■ TASK DESCRIPTION: What follows is a block of records; reproduce all of it verbatim.

■ EXTRACTED ENTRIES:
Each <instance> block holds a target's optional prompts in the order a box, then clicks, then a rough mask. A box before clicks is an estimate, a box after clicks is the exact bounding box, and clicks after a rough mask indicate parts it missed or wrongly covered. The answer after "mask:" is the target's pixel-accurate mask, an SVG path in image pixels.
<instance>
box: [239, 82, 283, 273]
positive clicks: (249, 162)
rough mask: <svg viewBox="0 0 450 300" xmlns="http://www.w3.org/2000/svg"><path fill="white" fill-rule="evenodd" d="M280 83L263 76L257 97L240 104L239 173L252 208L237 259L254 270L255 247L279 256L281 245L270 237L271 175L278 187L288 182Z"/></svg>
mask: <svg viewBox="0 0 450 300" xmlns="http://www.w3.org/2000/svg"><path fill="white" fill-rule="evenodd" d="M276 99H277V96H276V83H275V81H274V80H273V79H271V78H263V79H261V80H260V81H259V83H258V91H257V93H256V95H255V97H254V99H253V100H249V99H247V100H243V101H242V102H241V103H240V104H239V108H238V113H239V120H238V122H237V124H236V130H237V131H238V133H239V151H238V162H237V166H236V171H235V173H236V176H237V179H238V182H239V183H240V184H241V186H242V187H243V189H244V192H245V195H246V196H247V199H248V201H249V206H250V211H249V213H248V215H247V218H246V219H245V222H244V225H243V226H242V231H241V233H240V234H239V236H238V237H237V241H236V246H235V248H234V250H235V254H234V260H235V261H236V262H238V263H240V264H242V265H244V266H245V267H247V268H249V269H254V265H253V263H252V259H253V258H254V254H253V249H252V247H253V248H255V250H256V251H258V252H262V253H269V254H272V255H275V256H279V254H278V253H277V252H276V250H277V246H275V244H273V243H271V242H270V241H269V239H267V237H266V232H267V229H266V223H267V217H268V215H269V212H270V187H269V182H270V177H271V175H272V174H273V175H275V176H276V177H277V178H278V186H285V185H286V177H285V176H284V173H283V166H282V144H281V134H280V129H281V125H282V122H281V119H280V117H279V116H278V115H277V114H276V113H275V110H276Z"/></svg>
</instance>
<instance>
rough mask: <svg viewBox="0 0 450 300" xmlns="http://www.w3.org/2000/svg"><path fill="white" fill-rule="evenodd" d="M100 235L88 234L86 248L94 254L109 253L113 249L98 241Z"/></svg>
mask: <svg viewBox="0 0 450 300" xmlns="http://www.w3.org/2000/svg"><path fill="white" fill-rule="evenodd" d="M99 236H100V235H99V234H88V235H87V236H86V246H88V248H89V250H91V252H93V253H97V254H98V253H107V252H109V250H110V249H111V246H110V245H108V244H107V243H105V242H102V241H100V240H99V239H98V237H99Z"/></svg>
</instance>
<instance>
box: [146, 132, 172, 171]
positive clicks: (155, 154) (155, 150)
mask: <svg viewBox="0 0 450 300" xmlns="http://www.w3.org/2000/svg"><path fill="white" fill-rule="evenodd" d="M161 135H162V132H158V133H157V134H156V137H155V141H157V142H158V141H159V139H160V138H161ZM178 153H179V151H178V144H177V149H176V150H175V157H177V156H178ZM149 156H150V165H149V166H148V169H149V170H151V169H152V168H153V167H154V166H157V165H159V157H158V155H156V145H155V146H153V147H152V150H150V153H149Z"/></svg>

■ FINAL ANSWER:
Each <instance> block holds a target's optional prompts in the order a box, then clicks, then a rough mask. A box before clicks is an estimate, a box after clicks is the exact bounding box, and clicks after a rough mask indicate parts it missed or wrongly covered. The answer after "mask:" is the target's pixel-accurate mask, an SVG path in image pixels.
<instance>
box: [239, 82, 283, 273]
positive clicks: (249, 162)
rough mask: <svg viewBox="0 0 450 300" xmlns="http://www.w3.org/2000/svg"><path fill="white" fill-rule="evenodd" d="M280 83L263 76L257 97L240 104L239 173L252 208L237 259L254 270L255 247L279 256L281 245L270 237L271 175L278 187L288 182Z"/></svg>
mask: <svg viewBox="0 0 450 300" xmlns="http://www.w3.org/2000/svg"><path fill="white" fill-rule="evenodd" d="M276 99H277V96H276V83H275V81H274V80H273V79H271V78H263V79H261V80H260V81H259V83H258V91H257V93H256V95H255V97H254V99H253V100H249V99H247V100H243V101H242V102H241V103H240V104H239V108H238V113H239V120H238V122H237V124H236V130H237V131H238V133H239V151H238V162H237V166H236V171H235V173H236V176H237V179H238V182H239V183H240V184H241V186H242V187H243V189H244V192H245V195H246V196H247V199H248V201H249V206H250V211H249V213H248V215H247V218H246V219H245V222H244V225H243V226H242V231H241V233H240V234H239V236H238V237H237V241H236V246H235V248H234V250H235V254H234V260H235V261H236V262H238V263H240V264H242V265H244V266H245V267H247V268H249V269H254V265H253V263H252V259H253V258H254V254H253V249H252V247H253V248H255V250H256V251H258V252H262V253H269V254H272V255H275V256H279V254H278V253H277V252H276V250H277V246H275V244H273V243H271V242H270V241H269V239H267V237H266V232H267V229H266V223H267V217H268V215H269V212H270V187H269V182H270V177H271V175H272V174H273V175H275V176H276V177H277V178H278V186H285V185H286V177H285V176H284V173H283V166H282V144H281V134H280V129H281V125H282V122H281V119H280V117H279V116H278V115H277V114H276V113H275V110H276Z"/></svg>
</instance>
<instance>
rough mask: <svg viewBox="0 0 450 300" xmlns="http://www.w3.org/2000/svg"><path fill="white" fill-rule="evenodd" d="M100 235L88 234L86 248L94 254L109 253L113 249L98 241Z"/></svg>
mask: <svg viewBox="0 0 450 300" xmlns="http://www.w3.org/2000/svg"><path fill="white" fill-rule="evenodd" d="M99 236H100V235H99V234H88V235H87V236H86V246H88V248H89V250H91V252H93V253H97V254H98V253H107V252H109V250H110V249H111V246H110V245H108V244H107V243H105V242H102V241H100V240H99V239H98V237H99Z"/></svg>
</instance>
<instance>
box: [146, 132, 172, 171]
positive clicks: (155, 154) (155, 150)
mask: <svg viewBox="0 0 450 300" xmlns="http://www.w3.org/2000/svg"><path fill="white" fill-rule="evenodd" d="M161 135H162V132H158V133H157V134H156V137H155V141H157V142H158V141H159V139H160V138H161ZM178 153H179V151H178V144H177V149H176V150H175V157H177V156H178ZM149 156H150V165H149V166H148V169H149V170H151V169H152V168H153V167H154V166H157V165H159V157H158V155H156V145H155V146H153V147H152V150H150V153H149Z"/></svg>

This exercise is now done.